GIVEN REQUEST = Rewrite all of the entries below, changing "gets a single point" to "is marked with one point" wherever it occurs and keeping every other line unchanged.

WORKING DATA =
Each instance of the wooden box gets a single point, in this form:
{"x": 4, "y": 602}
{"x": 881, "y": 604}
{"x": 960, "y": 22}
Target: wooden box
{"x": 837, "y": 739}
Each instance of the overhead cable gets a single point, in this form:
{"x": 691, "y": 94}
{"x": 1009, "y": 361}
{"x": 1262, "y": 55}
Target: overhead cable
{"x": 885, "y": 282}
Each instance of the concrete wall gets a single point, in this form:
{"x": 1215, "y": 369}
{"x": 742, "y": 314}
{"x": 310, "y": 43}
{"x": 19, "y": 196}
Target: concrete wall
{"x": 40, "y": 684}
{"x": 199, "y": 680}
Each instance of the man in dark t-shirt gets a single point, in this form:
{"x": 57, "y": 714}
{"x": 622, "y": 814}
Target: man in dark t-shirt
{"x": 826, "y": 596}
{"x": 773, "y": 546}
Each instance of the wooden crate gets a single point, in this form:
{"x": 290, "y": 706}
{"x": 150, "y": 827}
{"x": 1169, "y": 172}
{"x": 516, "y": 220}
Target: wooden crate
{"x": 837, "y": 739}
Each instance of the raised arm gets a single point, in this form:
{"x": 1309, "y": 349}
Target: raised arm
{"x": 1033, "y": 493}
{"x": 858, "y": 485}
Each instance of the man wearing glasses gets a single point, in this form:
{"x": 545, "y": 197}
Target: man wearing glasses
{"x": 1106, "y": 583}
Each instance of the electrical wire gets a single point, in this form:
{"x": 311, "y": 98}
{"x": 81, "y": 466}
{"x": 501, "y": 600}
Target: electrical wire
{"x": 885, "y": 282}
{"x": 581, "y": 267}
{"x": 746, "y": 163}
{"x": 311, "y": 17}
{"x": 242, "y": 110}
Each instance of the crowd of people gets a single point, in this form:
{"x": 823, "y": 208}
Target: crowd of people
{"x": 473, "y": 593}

RESULT BELOW =
Each instance of the wooden box is marked with one point, in this form:
{"x": 4, "y": 602}
{"x": 881, "y": 604}
{"x": 960, "y": 22}
Target: wooden box
{"x": 837, "y": 739}
Each instance of the overhead cable is marked with one point, in this form:
{"x": 691, "y": 94}
{"x": 1009, "y": 361}
{"x": 1262, "y": 55}
Target: overhead cable
{"x": 885, "y": 282}
Each instance of the concrete wall is marked with one point, in this form:
{"x": 1215, "y": 369}
{"x": 742, "y": 314}
{"x": 310, "y": 43}
{"x": 19, "y": 196}
Target: concrete wall
{"x": 40, "y": 684}
{"x": 199, "y": 680}
Each instance of the man in dark t-shirt is marked with one point, in this form:
{"x": 57, "y": 714}
{"x": 622, "y": 814}
Target: man in dark t-shirt
{"x": 826, "y": 596}
{"x": 773, "y": 546}
Each instance of the wooden crate is marked with one point, in this form:
{"x": 290, "y": 706}
{"x": 150, "y": 827}
{"x": 1169, "y": 172}
{"x": 516, "y": 220}
Target: wooden crate
{"x": 837, "y": 739}
Each instance of the raised arm is marked with one point, in this form:
{"x": 1309, "y": 349}
Target: raised arm
{"x": 1033, "y": 493}
{"x": 858, "y": 485}
Each instance of the man wearing glasses is marked with one point, in this form:
{"x": 545, "y": 197}
Target: man wearing glasses
{"x": 1106, "y": 583}
Each instance of the electrical wire is marked with one point, in this form:
{"x": 311, "y": 98}
{"x": 81, "y": 466}
{"x": 501, "y": 600}
Target: electrical wire
{"x": 885, "y": 282}
{"x": 581, "y": 267}
{"x": 746, "y": 163}
{"x": 311, "y": 17}
{"x": 242, "y": 110}
Each instance of the crowd of people is marked with one point, in this form:
{"x": 823, "y": 208}
Target: crowd of people
{"x": 473, "y": 593}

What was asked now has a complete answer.